**Required work**
Rewrite the post on Iranian leaders at the United Nations from "The western bluff" up to and including "of powerful nations.", substituting "UN" for "United Nations".

Friday, September 22, 2006

The western bluff has been called.

* guardian:
"As the Iranian and American presidents offer their rival versions of international reality at the United Nations this week, it is worth recalling that Mahmoud Ahmadinejad is not the first Iranian leader to travel to New York to proclaim his country's right to make its own decisions about energy resources, to denounce imperialism, and to condemn a world order weighted in favour of a handful of powerful nations.

In this same month in 1951, Dr Mohammad Mossadeq convinced the UN that British efforts to regain control of the oil industry the Iranian government had just nationalised did not deserve the world body's support. Mossadeq won over the security council, and he won over the United States, which enjoyed the spectacle of this elderly, eccentric and eloquent man challenging the British empire. American reporters affectionately nicknamed him "Old Mossy".

**Entries shown**
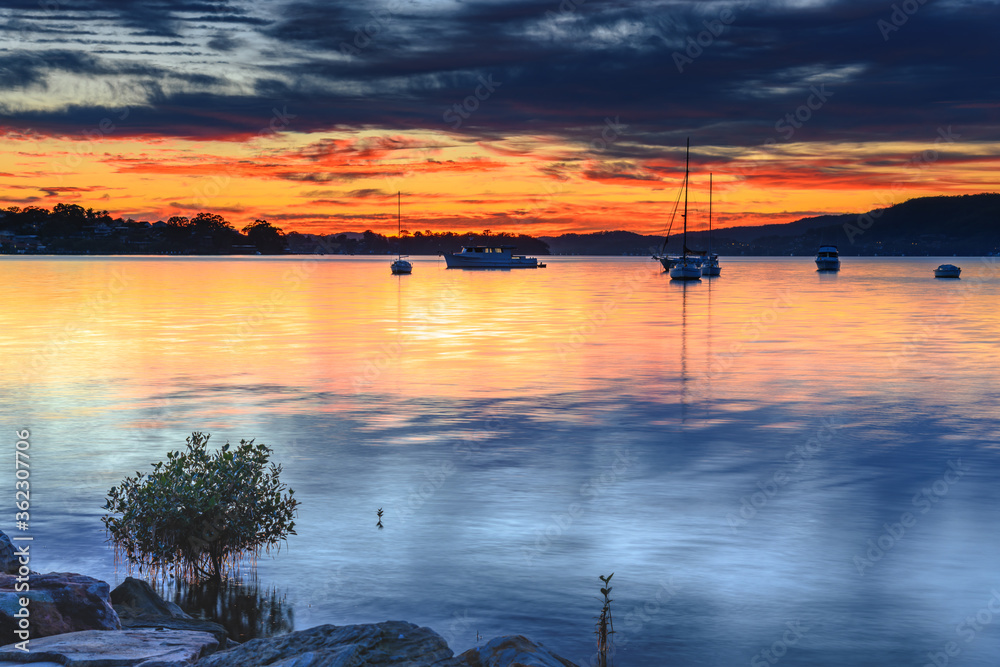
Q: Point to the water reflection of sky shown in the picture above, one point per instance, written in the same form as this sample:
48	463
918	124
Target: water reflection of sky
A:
527	431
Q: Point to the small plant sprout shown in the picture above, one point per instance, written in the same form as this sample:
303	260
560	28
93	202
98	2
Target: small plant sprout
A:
605	625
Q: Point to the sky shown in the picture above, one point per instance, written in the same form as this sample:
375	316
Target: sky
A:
526	117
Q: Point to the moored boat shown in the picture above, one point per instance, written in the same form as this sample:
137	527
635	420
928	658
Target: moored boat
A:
489	257
400	266
827	258
947	271
688	265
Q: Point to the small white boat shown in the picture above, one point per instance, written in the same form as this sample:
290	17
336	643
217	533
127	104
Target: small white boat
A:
686	268
489	257
827	258
947	271
400	266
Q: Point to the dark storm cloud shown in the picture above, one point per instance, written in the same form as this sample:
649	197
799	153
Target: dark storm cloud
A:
737	74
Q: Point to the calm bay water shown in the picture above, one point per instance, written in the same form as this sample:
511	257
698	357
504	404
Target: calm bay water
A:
772	449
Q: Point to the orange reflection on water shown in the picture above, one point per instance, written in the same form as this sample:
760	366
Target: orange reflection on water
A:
323	334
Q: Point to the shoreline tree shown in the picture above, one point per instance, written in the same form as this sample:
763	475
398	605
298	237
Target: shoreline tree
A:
200	513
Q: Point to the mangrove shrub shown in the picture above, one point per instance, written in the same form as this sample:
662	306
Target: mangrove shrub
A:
199	513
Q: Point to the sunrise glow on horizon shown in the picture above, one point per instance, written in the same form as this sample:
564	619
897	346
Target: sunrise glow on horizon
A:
575	122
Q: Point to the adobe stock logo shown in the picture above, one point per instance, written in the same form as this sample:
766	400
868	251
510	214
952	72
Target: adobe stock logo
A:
458	113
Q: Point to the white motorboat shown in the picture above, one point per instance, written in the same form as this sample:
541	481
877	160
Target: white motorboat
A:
400	266
686	268
688	265
947	271
827	258
489	257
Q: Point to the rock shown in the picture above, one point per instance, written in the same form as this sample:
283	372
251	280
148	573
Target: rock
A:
186	624
8	560
139	606
60	602
510	651
135	598
122	648
388	643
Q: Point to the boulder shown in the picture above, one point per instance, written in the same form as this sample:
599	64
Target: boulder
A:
510	651
139	606
60	602
122	648
389	643
135	598
186	624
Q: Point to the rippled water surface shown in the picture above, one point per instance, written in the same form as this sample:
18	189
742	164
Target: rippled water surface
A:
776	459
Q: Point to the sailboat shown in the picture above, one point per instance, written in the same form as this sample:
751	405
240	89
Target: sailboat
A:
711	265
687	266
400	265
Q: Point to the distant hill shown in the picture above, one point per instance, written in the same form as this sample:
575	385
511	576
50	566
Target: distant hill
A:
959	225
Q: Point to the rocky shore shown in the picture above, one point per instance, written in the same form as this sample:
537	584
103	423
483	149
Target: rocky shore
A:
73	620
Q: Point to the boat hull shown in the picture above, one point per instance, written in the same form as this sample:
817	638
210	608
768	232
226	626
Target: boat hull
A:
686	269
947	271
456	261
667	262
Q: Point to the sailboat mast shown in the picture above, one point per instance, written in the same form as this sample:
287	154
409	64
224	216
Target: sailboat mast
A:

**Task answer**
The western bluff has been called.

* guardian:
"As the Iranian and American presidents offer their rival versions of international reality at the UN this week, it is worth recalling that Mahmoud Ahmadinejad is not the first Iranian leader to travel to New York to proclaim his country's right to make its own decisions about energy resources, to denounce imperialism, and to condemn a world order weighted in favour of a handful of powerful nations.